_Study questions_.
a. In the passage on Zambreno's feminism, what is the name of Frances's best friend in Frances Ha?
b. For each statement, say yes or no according to the passage on Zambreno's feminism, and quote the deciding words: (i) Sophie has a successful career in the lit world. (ii) The passage calls Zambreno's new feminism aspirational. (iii) Sophie and Patch get engaged later in the movie.
c. Continue the passage on Zambreno's feminism from its last sentence.

_Document text_.
Zambreno’s “new” feminism is decidedly anti-aspirational. (Stylish) suffering is presented as an integral part of femininity or “girliness” (the words Zambreno uses are “fucked-up,” “toxic,” “damaged,” “messy,” “goopy” (?), “gooshy” (??), and, hundreds of times, “girl”/“girly,” as if it were an intentional fuck-you to feminism that tells people not to use “girls,” but “women”). Zambreno’s feminism is for women whose mothers were feminists in the ’70s and ’80s and who therefore resent the shoulder-padded, you-can-have-it-all, you’re-a-woman-not-a-girl kind of feminism. It is unsurprising that Kraus, Zambreno, et al. are popular with college-educated, white, heterosexual literary women, women who are smart and accomplished and who were told they were inheriting the earth, yet who find themselves still surrounded by Great White Literary Men who would rather fuck them than read their work. New feminism is for women who sleep with men in an era of unpaid internships and ubiquitous internet porn. There’s a moment in Noah Baumbach and Greta Gerwig’s zeitgeisty Frances Ha when Frances’s best friend Sophie, who has a successful career in the lit world, describes the guy she’s seeing: “It’s like with me and Patch…the way he always likes to come on my face.” She adds, “He’s a nice guy,” and later in the movie they get engaged. New feminism is for the women engaged to Patch.

_Entries provided_.
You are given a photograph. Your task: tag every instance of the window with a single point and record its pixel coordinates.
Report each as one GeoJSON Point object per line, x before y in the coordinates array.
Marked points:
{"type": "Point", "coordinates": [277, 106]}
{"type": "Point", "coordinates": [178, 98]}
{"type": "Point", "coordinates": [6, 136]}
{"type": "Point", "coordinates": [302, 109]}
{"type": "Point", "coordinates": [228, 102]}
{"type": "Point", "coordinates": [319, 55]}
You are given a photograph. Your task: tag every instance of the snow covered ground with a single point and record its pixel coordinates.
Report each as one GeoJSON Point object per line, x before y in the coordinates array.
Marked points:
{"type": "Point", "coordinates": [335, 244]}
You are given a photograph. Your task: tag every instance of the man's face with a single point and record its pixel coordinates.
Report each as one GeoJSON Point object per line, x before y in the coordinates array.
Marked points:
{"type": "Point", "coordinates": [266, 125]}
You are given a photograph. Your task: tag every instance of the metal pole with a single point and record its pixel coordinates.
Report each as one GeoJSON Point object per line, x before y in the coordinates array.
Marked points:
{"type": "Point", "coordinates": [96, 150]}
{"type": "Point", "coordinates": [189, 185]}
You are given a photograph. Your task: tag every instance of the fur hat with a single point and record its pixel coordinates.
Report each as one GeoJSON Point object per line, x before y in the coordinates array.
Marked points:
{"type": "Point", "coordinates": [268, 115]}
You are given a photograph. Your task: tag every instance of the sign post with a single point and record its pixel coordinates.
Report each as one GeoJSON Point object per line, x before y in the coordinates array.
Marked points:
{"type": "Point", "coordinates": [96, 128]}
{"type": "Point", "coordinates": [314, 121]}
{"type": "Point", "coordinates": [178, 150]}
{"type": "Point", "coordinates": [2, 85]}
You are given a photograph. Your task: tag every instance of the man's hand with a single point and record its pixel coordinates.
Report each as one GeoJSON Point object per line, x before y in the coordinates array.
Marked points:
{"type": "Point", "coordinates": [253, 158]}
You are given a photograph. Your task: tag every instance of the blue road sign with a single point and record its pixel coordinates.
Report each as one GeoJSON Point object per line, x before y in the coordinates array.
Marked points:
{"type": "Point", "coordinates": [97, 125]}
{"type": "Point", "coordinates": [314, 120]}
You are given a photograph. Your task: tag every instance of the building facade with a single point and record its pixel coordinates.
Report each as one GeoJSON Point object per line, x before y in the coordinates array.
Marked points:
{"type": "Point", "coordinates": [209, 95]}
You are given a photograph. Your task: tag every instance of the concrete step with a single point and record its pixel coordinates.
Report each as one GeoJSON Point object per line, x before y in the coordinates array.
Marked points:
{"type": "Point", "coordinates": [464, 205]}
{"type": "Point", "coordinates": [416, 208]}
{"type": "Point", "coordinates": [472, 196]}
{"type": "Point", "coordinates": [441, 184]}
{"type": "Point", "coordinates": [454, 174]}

_Exercise responses_.
a. Sophie

b.
(i) Yes: "who has a successful career in the lit world"
(ii) No: "decidedly anti-aspirational"
(iii) Yes: "later in the movie they get engaged"

c.
The problem is that, like the talk at McNally Jackson, like most of the internet girl writing Zambreno defends, there is no substance to new feminism. At its worst, new feminism is a way around feminism, a way of accepting anti-feminist practices under the banner of feminism. Zambreno writes that, earlier in her life, she was “convinced that I was going to be a writer, even though I hadn’t yet written anything.” She later says of the Tumblr bloggers, “Many of these girls identify intensely as writers, as artists,” never drawing a distinction between identifying as something and producing the work (be it art or feminist theory/practice) that qualifies you to adopt such an identity. The same problem exists for new feminism, so often a title with nothing beneath it. New feminism was born into a climate of unchecked sex positivity, of a desire for feminism that was appealing to the general public, and of extreme sensitivity to what Zambreno calls “girl-on-girl crime”—misogyny committed by women, women labeling other women as “bad feminists.” New feminists thus cannot be called bad feminists even when they are; even when they erase women of color, ventriloquize dead female writers, or glamorize mental illness. It is within this lack of borders, of boundaries, that new feminism supposedly resides. But there do need to be boundaries of quality. There need to be standards for what counts as valuable writing, just as there need to be standards for what counts as valuable feminism.
Without these boundaries, everything bleeds out and in, and in place of so-called new feminism we are left with nothing.